-- Start Working data --

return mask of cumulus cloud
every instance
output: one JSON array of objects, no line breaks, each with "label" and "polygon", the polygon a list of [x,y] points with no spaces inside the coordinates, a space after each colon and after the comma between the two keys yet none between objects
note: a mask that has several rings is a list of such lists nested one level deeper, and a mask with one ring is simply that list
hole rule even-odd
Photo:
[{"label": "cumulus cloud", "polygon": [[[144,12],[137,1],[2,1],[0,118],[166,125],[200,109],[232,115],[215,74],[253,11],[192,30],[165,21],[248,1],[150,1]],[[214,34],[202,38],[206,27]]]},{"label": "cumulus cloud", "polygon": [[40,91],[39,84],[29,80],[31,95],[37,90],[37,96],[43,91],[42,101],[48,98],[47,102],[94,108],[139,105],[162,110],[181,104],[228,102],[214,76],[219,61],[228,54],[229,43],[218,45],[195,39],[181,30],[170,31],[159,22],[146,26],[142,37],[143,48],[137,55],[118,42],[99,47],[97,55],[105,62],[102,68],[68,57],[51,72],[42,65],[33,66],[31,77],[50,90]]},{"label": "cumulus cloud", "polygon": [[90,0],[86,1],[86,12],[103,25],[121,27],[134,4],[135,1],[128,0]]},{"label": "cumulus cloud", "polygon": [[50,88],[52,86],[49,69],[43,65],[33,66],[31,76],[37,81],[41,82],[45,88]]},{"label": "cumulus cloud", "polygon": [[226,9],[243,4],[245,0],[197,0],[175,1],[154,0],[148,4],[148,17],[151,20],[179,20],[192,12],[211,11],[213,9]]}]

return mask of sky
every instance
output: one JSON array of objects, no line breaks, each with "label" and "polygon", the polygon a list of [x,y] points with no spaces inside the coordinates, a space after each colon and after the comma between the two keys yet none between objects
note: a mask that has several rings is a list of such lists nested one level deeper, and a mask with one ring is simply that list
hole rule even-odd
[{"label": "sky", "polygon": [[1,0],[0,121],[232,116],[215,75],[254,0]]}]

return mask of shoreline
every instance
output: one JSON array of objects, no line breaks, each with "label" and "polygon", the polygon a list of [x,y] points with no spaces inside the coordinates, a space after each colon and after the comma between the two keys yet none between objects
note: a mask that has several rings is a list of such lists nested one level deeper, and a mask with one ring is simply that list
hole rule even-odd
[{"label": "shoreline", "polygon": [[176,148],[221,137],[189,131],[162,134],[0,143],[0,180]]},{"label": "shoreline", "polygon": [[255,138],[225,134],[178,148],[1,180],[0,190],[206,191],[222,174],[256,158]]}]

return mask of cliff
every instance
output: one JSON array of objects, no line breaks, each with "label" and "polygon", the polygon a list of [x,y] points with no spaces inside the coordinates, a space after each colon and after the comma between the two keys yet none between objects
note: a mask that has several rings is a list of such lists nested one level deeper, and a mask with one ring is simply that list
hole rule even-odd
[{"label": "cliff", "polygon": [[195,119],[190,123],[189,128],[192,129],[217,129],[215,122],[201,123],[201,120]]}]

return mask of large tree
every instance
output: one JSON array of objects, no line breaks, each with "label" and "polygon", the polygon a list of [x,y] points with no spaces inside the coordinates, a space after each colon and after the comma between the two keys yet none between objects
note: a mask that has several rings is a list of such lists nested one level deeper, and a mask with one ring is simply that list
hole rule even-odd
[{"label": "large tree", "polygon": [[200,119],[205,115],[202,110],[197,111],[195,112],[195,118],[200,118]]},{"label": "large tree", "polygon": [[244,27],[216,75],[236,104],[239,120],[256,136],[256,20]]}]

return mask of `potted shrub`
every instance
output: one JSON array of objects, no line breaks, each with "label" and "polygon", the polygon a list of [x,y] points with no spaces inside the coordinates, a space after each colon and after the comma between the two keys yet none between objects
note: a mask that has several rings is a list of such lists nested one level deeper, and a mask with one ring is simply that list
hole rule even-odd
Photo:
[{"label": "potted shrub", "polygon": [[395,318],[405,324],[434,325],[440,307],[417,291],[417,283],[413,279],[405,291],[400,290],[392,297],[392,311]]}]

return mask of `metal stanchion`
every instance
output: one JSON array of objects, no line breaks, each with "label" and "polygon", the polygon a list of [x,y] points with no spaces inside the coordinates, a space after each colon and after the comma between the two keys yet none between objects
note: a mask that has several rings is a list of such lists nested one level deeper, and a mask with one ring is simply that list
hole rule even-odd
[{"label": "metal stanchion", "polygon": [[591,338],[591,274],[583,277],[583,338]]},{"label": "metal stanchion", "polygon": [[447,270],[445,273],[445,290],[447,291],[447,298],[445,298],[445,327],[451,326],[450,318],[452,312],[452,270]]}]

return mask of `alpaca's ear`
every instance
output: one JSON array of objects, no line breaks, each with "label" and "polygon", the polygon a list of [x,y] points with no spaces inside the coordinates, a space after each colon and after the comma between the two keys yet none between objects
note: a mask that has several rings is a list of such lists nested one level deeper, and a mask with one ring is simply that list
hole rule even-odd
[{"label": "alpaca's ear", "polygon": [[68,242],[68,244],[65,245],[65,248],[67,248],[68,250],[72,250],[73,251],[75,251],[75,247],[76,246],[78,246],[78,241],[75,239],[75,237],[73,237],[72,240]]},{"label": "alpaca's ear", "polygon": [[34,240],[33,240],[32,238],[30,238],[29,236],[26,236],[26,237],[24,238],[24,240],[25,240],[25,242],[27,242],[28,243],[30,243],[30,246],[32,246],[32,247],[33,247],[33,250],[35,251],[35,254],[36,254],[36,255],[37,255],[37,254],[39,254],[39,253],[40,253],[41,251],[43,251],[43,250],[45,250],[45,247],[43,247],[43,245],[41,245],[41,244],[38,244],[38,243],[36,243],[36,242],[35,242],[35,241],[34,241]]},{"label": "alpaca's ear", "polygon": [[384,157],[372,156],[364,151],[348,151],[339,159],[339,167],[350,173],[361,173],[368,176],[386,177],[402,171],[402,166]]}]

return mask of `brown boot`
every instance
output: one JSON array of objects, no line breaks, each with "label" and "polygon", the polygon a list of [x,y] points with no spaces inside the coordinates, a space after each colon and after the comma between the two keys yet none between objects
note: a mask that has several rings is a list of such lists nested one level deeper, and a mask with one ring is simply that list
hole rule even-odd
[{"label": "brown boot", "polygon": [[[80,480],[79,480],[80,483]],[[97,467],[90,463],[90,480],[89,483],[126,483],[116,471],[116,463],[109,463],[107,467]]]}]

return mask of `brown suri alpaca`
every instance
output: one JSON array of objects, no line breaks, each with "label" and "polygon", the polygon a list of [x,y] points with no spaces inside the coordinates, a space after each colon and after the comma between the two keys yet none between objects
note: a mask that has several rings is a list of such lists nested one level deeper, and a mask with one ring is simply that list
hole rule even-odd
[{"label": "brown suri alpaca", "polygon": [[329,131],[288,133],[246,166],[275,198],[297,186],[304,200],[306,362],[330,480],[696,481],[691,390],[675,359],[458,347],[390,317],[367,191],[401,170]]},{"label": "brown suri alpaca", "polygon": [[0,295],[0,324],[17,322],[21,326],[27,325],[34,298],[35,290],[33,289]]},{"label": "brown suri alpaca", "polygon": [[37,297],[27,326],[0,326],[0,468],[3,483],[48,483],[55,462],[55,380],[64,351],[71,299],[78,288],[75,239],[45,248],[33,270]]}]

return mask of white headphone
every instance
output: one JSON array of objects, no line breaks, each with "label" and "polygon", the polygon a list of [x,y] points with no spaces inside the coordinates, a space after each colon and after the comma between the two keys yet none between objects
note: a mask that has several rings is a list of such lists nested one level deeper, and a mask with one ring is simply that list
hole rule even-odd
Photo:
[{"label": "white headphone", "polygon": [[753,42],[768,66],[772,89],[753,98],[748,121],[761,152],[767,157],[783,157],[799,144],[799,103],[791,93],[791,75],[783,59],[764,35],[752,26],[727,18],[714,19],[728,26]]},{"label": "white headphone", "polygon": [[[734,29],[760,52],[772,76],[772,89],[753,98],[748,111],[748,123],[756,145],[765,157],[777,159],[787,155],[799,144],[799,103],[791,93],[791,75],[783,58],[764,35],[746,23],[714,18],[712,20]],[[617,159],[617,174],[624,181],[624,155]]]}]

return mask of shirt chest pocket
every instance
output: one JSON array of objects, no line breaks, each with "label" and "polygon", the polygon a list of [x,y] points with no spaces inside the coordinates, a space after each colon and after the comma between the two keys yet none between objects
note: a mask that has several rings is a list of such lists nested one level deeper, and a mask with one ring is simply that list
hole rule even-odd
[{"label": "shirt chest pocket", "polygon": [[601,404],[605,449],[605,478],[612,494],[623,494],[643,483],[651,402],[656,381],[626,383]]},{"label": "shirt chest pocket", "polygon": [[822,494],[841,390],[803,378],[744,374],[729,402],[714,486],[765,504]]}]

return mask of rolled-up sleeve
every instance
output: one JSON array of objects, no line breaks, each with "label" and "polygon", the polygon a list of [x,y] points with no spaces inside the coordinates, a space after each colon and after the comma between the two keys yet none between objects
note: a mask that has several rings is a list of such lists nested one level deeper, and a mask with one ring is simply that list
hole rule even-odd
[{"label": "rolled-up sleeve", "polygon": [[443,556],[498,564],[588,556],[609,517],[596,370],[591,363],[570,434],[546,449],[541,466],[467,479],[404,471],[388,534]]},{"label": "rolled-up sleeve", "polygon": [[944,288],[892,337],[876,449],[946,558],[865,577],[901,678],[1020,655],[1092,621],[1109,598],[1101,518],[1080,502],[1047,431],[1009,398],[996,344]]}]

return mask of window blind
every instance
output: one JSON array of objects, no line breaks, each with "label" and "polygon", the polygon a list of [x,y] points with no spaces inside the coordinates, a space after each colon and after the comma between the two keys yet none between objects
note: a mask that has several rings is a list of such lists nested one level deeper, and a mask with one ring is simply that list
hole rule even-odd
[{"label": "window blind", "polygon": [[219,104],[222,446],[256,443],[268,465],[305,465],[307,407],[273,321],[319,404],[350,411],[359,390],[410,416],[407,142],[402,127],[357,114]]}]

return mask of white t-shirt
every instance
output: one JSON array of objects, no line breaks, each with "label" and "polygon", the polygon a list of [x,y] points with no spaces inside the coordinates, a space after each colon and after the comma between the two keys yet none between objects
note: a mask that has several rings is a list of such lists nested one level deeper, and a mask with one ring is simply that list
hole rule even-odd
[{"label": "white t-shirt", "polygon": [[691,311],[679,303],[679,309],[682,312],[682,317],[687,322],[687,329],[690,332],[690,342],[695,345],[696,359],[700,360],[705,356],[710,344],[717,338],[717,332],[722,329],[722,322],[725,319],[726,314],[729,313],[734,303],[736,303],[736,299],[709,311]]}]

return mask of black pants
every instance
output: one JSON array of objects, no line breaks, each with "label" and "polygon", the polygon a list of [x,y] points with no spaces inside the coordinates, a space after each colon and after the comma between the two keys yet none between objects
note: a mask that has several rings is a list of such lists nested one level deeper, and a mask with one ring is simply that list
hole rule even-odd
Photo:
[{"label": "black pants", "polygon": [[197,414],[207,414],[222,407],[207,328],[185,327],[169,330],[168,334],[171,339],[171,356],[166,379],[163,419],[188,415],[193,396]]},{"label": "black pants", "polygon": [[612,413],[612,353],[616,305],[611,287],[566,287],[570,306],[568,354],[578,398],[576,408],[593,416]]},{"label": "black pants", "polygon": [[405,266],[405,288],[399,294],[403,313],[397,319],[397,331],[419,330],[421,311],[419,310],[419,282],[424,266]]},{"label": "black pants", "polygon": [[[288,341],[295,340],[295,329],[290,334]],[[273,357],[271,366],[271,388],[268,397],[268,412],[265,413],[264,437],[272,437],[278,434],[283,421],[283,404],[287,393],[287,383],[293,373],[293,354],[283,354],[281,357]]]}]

-- End Working data --

▶ **The request**: How many lines in the records above contain the word "white"? Reply with the number alone.

▶ **Response to the task**: 4